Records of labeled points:
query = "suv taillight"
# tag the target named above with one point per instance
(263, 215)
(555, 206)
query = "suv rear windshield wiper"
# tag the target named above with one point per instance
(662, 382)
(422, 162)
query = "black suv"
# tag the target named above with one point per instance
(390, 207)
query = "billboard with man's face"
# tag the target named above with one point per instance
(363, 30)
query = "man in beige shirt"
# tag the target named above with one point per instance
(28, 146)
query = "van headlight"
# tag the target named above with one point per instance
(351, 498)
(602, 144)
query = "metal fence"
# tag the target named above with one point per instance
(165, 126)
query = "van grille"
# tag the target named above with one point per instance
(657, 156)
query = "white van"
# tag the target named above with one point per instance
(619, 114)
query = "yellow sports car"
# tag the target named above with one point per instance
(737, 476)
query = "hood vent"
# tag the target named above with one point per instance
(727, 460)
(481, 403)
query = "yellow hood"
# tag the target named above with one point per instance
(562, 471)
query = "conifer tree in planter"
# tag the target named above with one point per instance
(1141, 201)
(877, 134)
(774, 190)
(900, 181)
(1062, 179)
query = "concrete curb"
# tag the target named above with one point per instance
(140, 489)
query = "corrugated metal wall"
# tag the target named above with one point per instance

Short exercise — Write the material out again in its entirety, exactly as shown.

Reply —
query = "suv taillight"
# tag the target named above with one point per instance
(263, 215)
(555, 206)
query = "suv rear windshield wiper"
# tag the target named above with one point per instance
(662, 382)
(422, 162)
query = "black suv"
# tag the target named above with one point per instance
(390, 207)
query = "billboard with man's face"
# tag the target named above with one point per instance
(363, 30)
query = "man in beige shirt"
# tag the target named above with one point per instance
(28, 146)
query = "van headlight"
# tag the target named above with one point per instance
(351, 498)
(602, 144)
query = "metal fence"
# tag the target named above with one point per instance
(165, 126)
query = "van grille"
# tag the target named above with one point per instance
(657, 156)
query = "white van"
# tag the target named above with one point per instance
(619, 114)
query = "yellow sports car"
# tag the target named above with one point per instance
(737, 476)
query = "hood vent"
# tag the target named above with one point per instance
(727, 460)
(481, 403)
query = "yellow hood"
# tag the target named above with one point per instance
(562, 471)
query = "conifer tree in planter"
# tag the target named above with one point per instance
(1141, 201)
(877, 134)
(774, 190)
(900, 181)
(1062, 179)
query = "concrete curb"
# tag the target named above with one point per instance
(140, 489)
query = "corrugated metal wall"
# tag the target named above with one point per instance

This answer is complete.